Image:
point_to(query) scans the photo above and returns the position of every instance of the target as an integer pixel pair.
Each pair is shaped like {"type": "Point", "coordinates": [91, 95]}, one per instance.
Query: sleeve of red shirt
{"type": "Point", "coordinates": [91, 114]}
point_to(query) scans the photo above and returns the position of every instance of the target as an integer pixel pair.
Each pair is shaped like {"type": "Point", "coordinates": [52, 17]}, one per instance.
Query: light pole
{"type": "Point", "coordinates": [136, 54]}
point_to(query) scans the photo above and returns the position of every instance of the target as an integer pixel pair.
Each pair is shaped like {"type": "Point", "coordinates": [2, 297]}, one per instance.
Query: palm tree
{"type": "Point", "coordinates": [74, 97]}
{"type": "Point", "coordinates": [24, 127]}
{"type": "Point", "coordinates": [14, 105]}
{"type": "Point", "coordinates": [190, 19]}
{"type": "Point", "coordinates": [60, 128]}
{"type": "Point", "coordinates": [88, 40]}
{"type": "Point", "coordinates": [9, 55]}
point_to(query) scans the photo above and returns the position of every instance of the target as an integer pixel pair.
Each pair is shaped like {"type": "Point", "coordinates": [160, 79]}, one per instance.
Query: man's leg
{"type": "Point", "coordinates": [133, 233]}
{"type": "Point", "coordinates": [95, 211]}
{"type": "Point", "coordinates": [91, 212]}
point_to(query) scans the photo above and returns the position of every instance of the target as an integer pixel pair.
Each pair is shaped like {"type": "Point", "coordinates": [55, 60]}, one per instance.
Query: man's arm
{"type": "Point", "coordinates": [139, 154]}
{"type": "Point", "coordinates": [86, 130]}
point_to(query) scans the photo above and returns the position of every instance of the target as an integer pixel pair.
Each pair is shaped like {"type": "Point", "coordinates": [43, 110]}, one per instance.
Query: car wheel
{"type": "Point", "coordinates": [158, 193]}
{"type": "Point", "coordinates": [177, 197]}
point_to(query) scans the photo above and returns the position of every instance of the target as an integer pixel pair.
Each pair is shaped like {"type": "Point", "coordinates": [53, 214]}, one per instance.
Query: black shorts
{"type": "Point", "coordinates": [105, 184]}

**GIVEN TASK**. Send back all of the entries exactly, with nothing missing.

**CORRECT RESPONSE**.
Image:
point_to(query) scans the photo above and returns the position of every instance of the target as an integer pixel pair.
Each pair is shaped like {"type": "Point", "coordinates": [91, 95]}, one per instance.
Query: sleeve of red shirt
{"type": "Point", "coordinates": [91, 114]}
point_to(query) scans the photo above and returns the position of every instance of the target as an integer pixel pair.
Each pair is shaped like {"type": "Point", "coordinates": [52, 17]}, one per instance.
Query: light pole
{"type": "Point", "coordinates": [136, 54]}
point_to(query) scans the photo above and returns the position of every instance of the target as an integer pixel pair.
Each pair is shaped like {"type": "Point", "coordinates": [2, 297]}, one per instance.
Query: palm tree
{"type": "Point", "coordinates": [74, 97]}
{"type": "Point", "coordinates": [24, 127]}
{"type": "Point", "coordinates": [14, 105]}
{"type": "Point", "coordinates": [190, 19]}
{"type": "Point", "coordinates": [60, 128]}
{"type": "Point", "coordinates": [88, 40]}
{"type": "Point", "coordinates": [9, 55]}
point_to(query) scans the photo above and returns the position of every instance of the target as an integer pixel pair.
Each pair is shaped like {"type": "Point", "coordinates": [160, 79]}, one per instance.
Query: man's leg
{"type": "Point", "coordinates": [133, 233]}
{"type": "Point", "coordinates": [95, 211]}
{"type": "Point", "coordinates": [91, 212]}
point_to(query) scans the photo above and returns the position of every instance of the target as an integer pixel pair.
Each pair is shaped like {"type": "Point", "coordinates": [55, 60]}, one per instance.
Query: man's arm
{"type": "Point", "coordinates": [139, 154]}
{"type": "Point", "coordinates": [86, 130]}
point_to(query) scans the photo above and returns the position of every instance of the target as an integer pixel pair.
Each pair is shaped like {"type": "Point", "coordinates": [43, 110]}, one per instance.
Query: car wheel
{"type": "Point", "coordinates": [158, 193]}
{"type": "Point", "coordinates": [177, 197]}
point_to(query) scans the photo above and returns the position of every instance of the target as an integer pixel pair.
Each pair is shaped like {"type": "Point", "coordinates": [53, 214]}, one per instance.
Query: black shorts
{"type": "Point", "coordinates": [105, 184]}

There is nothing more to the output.